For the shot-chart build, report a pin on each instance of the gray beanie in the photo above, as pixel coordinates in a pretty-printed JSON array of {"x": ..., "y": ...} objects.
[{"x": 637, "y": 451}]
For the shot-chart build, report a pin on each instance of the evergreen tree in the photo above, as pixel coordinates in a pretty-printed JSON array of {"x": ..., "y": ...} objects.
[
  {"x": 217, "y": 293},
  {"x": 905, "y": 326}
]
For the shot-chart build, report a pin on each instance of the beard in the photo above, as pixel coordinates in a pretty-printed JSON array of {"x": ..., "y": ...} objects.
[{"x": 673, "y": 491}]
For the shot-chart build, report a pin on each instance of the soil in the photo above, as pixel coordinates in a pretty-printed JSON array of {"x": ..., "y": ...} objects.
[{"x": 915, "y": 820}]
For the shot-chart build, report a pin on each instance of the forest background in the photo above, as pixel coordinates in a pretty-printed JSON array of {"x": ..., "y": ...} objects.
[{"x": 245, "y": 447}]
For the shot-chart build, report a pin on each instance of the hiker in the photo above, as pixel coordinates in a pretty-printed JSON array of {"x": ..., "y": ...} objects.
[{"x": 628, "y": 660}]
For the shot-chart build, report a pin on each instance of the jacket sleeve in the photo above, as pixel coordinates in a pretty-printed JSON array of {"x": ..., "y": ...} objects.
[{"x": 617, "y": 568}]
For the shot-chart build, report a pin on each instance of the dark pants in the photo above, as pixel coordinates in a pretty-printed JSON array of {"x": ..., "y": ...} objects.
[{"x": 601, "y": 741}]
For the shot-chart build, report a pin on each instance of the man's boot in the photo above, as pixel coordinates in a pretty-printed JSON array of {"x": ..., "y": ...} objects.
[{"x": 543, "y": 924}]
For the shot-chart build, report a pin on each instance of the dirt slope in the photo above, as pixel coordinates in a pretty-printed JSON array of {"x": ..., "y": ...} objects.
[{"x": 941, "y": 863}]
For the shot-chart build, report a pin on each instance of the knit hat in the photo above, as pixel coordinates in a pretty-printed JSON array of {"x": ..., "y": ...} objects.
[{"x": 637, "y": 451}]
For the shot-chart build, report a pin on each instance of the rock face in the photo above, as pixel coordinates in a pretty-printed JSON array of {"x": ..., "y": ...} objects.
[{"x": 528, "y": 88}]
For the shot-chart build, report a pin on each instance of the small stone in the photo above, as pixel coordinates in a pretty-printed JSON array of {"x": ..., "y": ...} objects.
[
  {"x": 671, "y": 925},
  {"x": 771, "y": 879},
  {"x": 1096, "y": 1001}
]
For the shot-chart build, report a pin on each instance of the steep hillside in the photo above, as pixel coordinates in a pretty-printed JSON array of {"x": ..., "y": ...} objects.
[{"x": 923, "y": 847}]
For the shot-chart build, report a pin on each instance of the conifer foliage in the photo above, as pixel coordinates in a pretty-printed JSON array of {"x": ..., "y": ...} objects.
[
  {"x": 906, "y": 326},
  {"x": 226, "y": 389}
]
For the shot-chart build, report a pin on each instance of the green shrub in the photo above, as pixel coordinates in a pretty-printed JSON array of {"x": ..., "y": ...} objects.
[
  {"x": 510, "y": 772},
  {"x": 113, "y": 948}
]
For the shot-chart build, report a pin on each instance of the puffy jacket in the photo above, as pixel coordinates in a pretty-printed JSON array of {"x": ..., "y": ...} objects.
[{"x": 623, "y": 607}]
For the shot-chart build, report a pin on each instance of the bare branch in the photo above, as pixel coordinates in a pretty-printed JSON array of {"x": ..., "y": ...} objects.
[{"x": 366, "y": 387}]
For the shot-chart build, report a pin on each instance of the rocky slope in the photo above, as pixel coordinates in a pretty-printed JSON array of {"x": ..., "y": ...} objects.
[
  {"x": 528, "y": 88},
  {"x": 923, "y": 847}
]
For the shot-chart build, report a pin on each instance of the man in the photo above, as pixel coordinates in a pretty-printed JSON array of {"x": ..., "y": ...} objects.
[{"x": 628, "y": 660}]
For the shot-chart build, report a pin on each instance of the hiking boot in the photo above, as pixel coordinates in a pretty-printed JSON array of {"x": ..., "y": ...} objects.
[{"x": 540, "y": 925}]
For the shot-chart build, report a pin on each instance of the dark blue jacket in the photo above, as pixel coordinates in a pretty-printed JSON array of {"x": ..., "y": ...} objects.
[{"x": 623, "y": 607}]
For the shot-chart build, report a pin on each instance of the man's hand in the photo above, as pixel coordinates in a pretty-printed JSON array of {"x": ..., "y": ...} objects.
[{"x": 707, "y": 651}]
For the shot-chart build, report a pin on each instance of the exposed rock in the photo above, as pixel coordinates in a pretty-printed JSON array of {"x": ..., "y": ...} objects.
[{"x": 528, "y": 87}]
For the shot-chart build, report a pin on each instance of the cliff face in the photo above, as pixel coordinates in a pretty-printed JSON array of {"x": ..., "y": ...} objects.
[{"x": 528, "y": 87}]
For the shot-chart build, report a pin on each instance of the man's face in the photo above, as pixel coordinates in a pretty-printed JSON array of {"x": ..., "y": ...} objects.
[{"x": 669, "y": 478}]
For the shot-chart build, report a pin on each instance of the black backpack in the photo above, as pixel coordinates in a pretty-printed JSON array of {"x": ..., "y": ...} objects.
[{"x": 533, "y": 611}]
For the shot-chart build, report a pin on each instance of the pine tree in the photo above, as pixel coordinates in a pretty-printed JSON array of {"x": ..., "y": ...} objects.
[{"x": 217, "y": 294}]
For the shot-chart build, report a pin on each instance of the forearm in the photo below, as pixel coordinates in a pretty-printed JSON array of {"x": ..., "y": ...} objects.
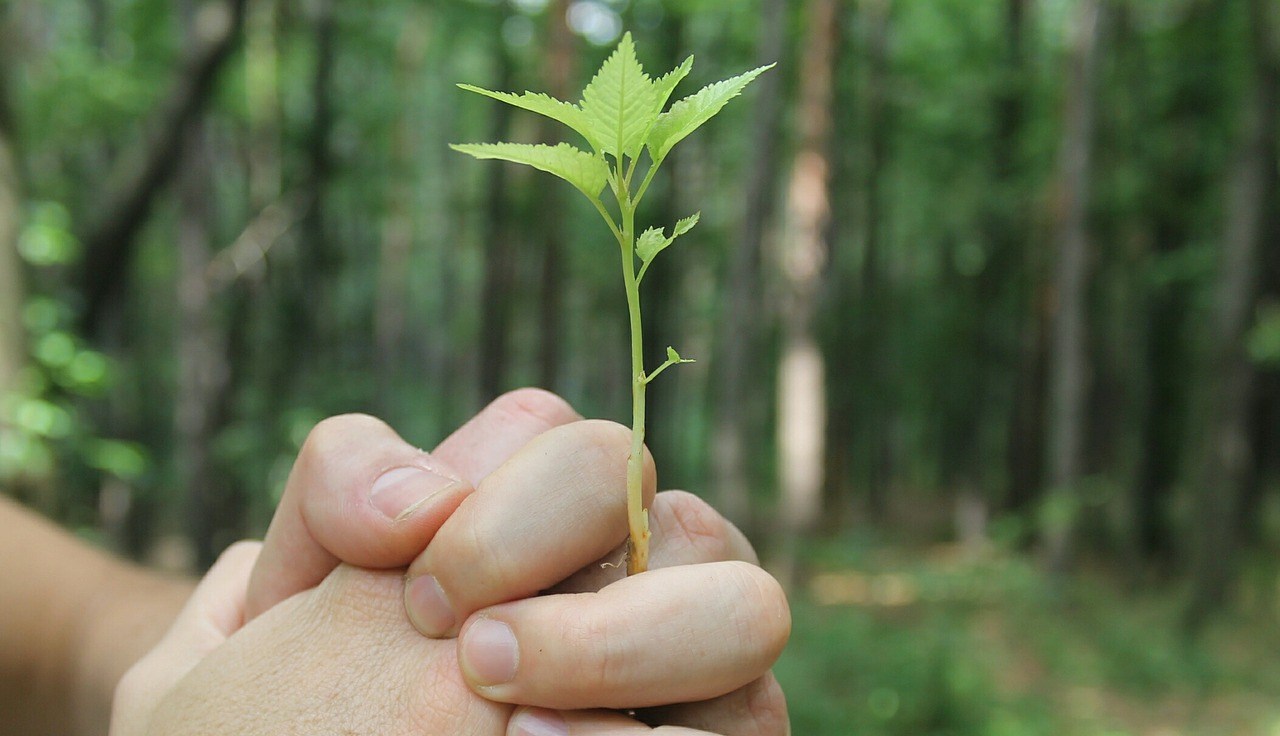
[{"x": 72, "y": 621}]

※

Given task: Update every item above by replacing "pixel coordinates" with "image coordinates" wherever it occurs, leaving everything else unchanged. Leave the pictures out of your answer.

Response to the task:
For the shot-chart build, report a pin on each instance of the gray beanie in the photo above, as image coordinates in a pretty-printed JSON array of {"x": ..., "y": ...} objects.
[{"x": 637, "y": 451}]
For the shot-chart build, report a pin on each instance of the evergreen tree in the photo above, as image coordinates in a pretty-printed JSON array of {"x": ..., "y": ...} objects.
[
  {"x": 217, "y": 293},
  {"x": 905, "y": 326}
]
For the shot-chart build, report a pin on each instance of the beard in the photo above, as image coordinates in a pretty-printed JSON array of {"x": ..., "y": ...} objects.
[{"x": 673, "y": 491}]
For the shot-chart build, report a pin on each instance of the soil in the photo above, as image coordinates in a pretty-printed JSON array of {"x": ..., "y": ...} objects.
[{"x": 915, "y": 820}]
For the shot-chart build, report a pin on each instance of the forest background in the photo above, as image coordinates in a pretty-printed JSON array of {"x": ..., "y": ...} objects.
[{"x": 245, "y": 447}]
For the shot-chart build, report a pin on each instance of the hiker in the photo above, as image coordinates in a pretty-printed JSON array of {"x": ..., "y": ...} objects.
[{"x": 628, "y": 660}]
For the shot-chart build, report a pin on each instance of the jacket sleeve in the photo above, as image coordinates in a pretty-printed JSON array of {"x": ..., "y": ...} objects.
[{"x": 617, "y": 568}]
For the shot-chart build, report a pin on each instance of the dark pants in the photo above, as image coordinates in a pretty-printed JSON array of {"x": ..., "y": ...} objects.
[{"x": 601, "y": 741}]
For the shot-chart build, report a pin on each instance of the man's boot in the photo above, as image coordinates in a pretty-printed JSON array of {"x": ..., "y": ...} objects.
[{"x": 543, "y": 924}]
For the shot-chart build, report a pin on each instance of the dirt slope in the photo above, as image coordinates in a pretty-printed JSON array of {"x": ..., "y": ...} objects.
[{"x": 941, "y": 863}]
For the shot-chart build, report a pin on each instance of the knit hat in the photo above, as image coordinates in a pretty-printed JSON array of {"x": ..., "y": ...} objects.
[{"x": 637, "y": 451}]
For the shot-chart build, report a pin on each instance of the rock face in the photo above, as image coordinates in a pretty-printed JSON array of {"x": ..., "y": ...} objects.
[{"x": 528, "y": 88}]
For the shot-chart build, report a pin on each instance of the small stone in the photo above, as image coordinates in a pretty-printed JSON array of {"x": ..., "y": ...} objects.
[
  {"x": 671, "y": 925},
  {"x": 771, "y": 879},
  {"x": 1096, "y": 1001}
]
For the shot-chart build, report a pin on each instance of the steep hillside in the photo above, as image coordinates in a pretty-printed JSON array of {"x": ..., "y": ...} objects.
[{"x": 923, "y": 847}]
For the shot-chart build, report a pin on each instance of the conifer foliage in the photo above, as image coordinates in a pretty-printed JSON array of {"x": ..., "y": ...} objects.
[
  {"x": 906, "y": 326},
  {"x": 226, "y": 389}
]
For the shot-chart build, report a pin on each instance of the green shrub in the photo above, as image coordinates in a pretty-printed JSON array of {"x": ..., "y": ...} objects.
[
  {"x": 510, "y": 772},
  {"x": 113, "y": 948}
]
For the shot-chart build, report a pin on each instance of the puffy jacket in the photo above, as image coordinates in a pretty-printed JSON array of {"x": ..., "y": ...} objects.
[{"x": 623, "y": 607}]
For the shot-chart build, report a pin on each instance of the bare branch in the photo above, as image coordinates in a pretty-printed JSON array of {"x": ..., "y": ...} objects.
[{"x": 366, "y": 387}]
For the shot-chart build, report a pin on each instance of the rocky slope in the photo above, as image coordinates in a pretty-printed JSON array of {"x": ..., "y": ...} objects.
[
  {"x": 528, "y": 88},
  {"x": 923, "y": 847}
]
For the shot-chart build, report a pin on each instance of the man in the photo above, as image coordinates in a pretty-printed JSON array of {"x": ..., "y": ...} objects.
[{"x": 628, "y": 660}]
For the shot-chart build, report a pin on each instance of the hiking boot in the photo above, as image coordinates in a pretty-printed JSON array of {"x": ..., "y": ...} objects.
[{"x": 540, "y": 925}]
For the shot-chart build, report a pin on each instance of the dark blue jacket in the photo above, as image coordinates in a pretty-printed JSON array of {"x": ..., "y": ...} objects.
[{"x": 623, "y": 607}]
For the shot-chart build, report a pin on each instance of the man's hand in the photo above, as image coordinates in a pretty-printed JSON array of {"x": ..., "y": ...} objects.
[{"x": 707, "y": 651}]
For the shot-chart build, report a pin on each instance of the exposed rock in the photo above, as image coordinates in a pretty-printed JSON array of {"x": ..., "y": ...} objects.
[{"x": 528, "y": 87}]
For the shot-chart build, report a pin on each instance of the cliff face in the photo above, as image coordinates in a pretty-printed JSON array of {"x": ..., "y": ...} objects.
[{"x": 528, "y": 87}]
For the shot-chart build, report a pin on each instance of the man's face in the photo above, as image coordinates in a pretty-printed JSON array of {"x": ..., "y": ...} objects.
[{"x": 669, "y": 478}]
For the shot-chart build, report a pin on each instance of the black backpack in the photo above, as image coordinates in a pretty-printed JSON array of {"x": ..., "y": ...} objects.
[{"x": 533, "y": 611}]
For the shot-chart build, report a pin on each instance of the pine tree in the photo above, as image coordinates in a pretty-printed JSON array of {"x": ..., "y": ...} objects.
[{"x": 217, "y": 294}]
For the shot-chart build, report a pin on each instance of the forearm in the photo below, as image coordinates in a pretty-printed JSON array of {"x": ..., "y": ...} objects.
[{"x": 72, "y": 621}]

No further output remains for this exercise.